Direction:
Copy every one of the records below word for word, leaving out the pictures.

Data for this task:
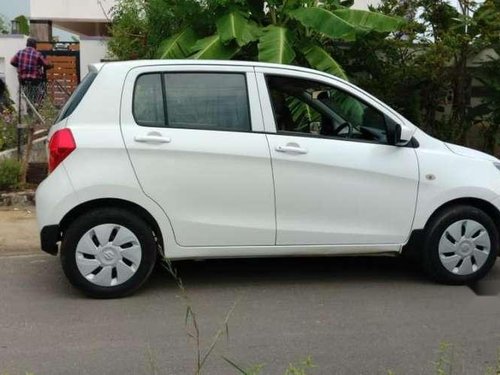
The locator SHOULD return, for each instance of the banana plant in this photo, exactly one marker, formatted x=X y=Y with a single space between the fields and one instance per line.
x=285 y=32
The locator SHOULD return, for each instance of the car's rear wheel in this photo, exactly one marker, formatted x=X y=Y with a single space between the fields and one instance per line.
x=108 y=252
x=461 y=245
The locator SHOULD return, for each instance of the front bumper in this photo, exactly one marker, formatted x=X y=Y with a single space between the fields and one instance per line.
x=49 y=237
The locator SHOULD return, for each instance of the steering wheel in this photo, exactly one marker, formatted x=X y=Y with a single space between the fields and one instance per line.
x=342 y=127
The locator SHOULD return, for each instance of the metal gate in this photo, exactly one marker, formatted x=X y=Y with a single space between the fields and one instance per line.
x=63 y=78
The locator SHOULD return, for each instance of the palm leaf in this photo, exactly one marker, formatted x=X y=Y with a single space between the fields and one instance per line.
x=178 y=46
x=345 y=24
x=319 y=59
x=325 y=22
x=370 y=21
x=212 y=48
x=275 y=45
x=237 y=26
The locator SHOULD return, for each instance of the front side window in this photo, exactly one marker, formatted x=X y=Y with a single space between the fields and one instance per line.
x=212 y=101
x=310 y=107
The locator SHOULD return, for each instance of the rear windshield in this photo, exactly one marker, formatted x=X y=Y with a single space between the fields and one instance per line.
x=77 y=96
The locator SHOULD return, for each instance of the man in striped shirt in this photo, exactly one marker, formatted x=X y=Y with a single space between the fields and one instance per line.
x=31 y=66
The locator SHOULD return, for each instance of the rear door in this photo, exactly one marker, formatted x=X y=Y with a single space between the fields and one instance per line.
x=191 y=135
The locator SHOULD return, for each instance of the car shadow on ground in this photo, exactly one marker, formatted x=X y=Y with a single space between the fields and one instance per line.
x=241 y=272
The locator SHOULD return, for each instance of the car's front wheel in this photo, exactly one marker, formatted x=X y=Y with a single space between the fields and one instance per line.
x=108 y=252
x=461 y=245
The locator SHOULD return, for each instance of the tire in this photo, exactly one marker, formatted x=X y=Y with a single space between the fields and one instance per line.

Result of the task:
The locator SHOULD return, for each instance of the banana plant in this photo, exactly one marker, formatted x=X y=Y with a single space between the fields and one instance per line.
x=285 y=32
The locator SHOULD return, for each instance of the car's rear wheel in this photo, exactly one marker, formatted x=X y=Y with a single space between the fields and one instance per line.
x=108 y=252
x=461 y=245
The locator SHOULD return, for each instance of the front bumper in this photo, exactly one marker, formatted x=X y=Y with a single space between the fields and one instance per line.
x=49 y=237
The locator SHOULD return, for each instance of the steering wheel in this photo, exactly one marker, formatted x=X y=Y with a single space between the fields and one instance per line.
x=342 y=127
The locator SHOULD return, for each instance of the metal gate in this photo, exactly one marker, formatted x=X y=Y with a single space between the fields and one instance per line.
x=63 y=78
The locator SHOULD return, for each instance of the palm leaf in this photo, exactly one marker, formatted x=X y=Y with a single space between the fields and one instance per line.
x=178 y=46
x=345 y=24
x=319 y=59
x=325 y=22
x=370 y=21
x=212 y=48
x=275 y=45
x=237 y=26
The locator SHOULD return, for each instance of the front side window in this photo, exactly one marker, formatted x=X y=Y with a single space between the fields and one instance per line.
x=212 y=101
x=310 y=107
The locator SHOULD return, for each instance of the rear windshield in this photo, exactly one marker, formatted x=X y=Y with a single space between the fields and one instance per line.
x=77 y=96
The locator SHOULD return, for each instance of the man in striped shirt in this photo, exactly one marker, formatted x=X y=Y with a single space between the fields and one instance per line.
x=31 y=66
The locator SHOULD return, for each instance of the rear door in this photo, exactly one marker, formatted x=X y=Y with a single space between the fields and one instance per line.
x=191 y=135
The locator SHOULD return, for each instance of the car shadow on ground in this photo, exactly one marker, formatted x=X y=Y with a single space between the fields and one instance per line.
x=241 y=272
The locator SHOULD return, for each instance of the car's front wheel in this photo, exactly one marker, formatted x=X y=Y with a single space between the fields and one instance per line.
x=108 y=252
x=461 y=245
The locator SHOULD return, for each instance of the tire in this photo, exactly one marker, formatted x=X y=Y with a single space between the fields and one instance per line.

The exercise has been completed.